#### Source text:
━━━━━━━━

When you get up in the morning to get ready for work, does your smile make you feel better? Or, is the toothy grin staring back at you in the mirror remind you more of a burnt cornfield on a hot late summer day? Oral health is connected to many other health conditions beyond the mouth. And in some cases, is a great predictor of future medical problems.
Providing dental benefits is beneficial to not only your employees, but also is a smart complimentary offering to your medical or wellness benefit program. Incorporating dental services is also a savvy business strategy for your employee benefits plan. For example, adding an affordable voluntary dental benefit is an excellent way to combat absenteeism; and if you "bake in" a dental product to be an automatic part of the employee benefits plan, your workers can use it to look good and stay well.
Great progress has been made in the last decade in understanding dental disease and its consequences, and how important oral health is relative to your overall physical well being. As the medical community has learned more about the causes of tooth decay and gum disease, dental health care providers and medical practitioners have been better able to target preventive treatments to those patients with risk factors for the disease.

━━━━━━━━

#### Dataset excerpts:
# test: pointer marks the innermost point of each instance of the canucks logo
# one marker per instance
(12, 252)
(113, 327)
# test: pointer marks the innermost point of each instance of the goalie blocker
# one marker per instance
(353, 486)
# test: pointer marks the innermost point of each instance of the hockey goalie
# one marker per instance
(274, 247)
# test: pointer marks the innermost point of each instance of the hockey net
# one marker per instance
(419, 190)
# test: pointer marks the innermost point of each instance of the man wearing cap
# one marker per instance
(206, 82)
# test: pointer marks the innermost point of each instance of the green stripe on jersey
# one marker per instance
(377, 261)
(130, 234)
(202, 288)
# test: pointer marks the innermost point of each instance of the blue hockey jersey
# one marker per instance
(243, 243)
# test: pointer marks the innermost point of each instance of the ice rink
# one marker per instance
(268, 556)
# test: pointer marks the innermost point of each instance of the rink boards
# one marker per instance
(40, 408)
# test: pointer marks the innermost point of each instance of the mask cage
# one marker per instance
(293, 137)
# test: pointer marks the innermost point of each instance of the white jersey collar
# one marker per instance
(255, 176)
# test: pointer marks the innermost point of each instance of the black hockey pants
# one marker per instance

━━━━━━━━

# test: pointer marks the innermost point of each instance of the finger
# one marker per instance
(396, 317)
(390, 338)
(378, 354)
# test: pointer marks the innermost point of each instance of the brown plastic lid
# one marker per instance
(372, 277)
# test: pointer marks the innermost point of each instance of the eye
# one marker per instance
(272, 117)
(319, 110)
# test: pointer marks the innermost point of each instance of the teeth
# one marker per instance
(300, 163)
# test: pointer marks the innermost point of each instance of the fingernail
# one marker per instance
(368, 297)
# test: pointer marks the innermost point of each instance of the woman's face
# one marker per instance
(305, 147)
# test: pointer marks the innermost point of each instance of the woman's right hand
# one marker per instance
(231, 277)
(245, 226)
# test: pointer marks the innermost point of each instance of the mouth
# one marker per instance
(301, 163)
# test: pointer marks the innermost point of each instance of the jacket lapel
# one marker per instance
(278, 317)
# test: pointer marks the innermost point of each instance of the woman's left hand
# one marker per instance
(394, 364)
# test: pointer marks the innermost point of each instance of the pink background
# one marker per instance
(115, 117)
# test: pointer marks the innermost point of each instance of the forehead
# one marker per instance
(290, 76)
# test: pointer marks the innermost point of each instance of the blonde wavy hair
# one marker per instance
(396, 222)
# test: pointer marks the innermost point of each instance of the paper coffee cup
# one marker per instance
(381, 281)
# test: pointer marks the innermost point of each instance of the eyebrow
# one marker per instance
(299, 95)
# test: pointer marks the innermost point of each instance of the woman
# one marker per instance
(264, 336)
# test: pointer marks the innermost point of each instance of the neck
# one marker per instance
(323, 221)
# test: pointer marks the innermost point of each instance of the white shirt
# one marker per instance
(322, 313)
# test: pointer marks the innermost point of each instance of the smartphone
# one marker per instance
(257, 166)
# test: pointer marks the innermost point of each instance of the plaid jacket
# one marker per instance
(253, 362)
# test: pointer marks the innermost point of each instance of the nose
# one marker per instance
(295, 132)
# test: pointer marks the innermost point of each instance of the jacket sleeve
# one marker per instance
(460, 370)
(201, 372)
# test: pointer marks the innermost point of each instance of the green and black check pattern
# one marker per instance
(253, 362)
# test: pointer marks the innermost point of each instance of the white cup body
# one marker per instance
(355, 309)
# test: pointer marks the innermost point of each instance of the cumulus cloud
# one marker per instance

━━━━━━━━

#### Instructions to follow:
Answer these from the dental benefits text.
(a) Besides the mouth, what does oral health connect to?
(b) What can adding an affordable voluntary dental benefit help combat?
(c) Over what period has great progress been made in understanding dental disease and its consequences?
You can set the data aside, since it plays no part here.

#### Exercise result:
(a) Many other health conditions beyond the mouth.
(b) Absenteeism.
(c) The last decade.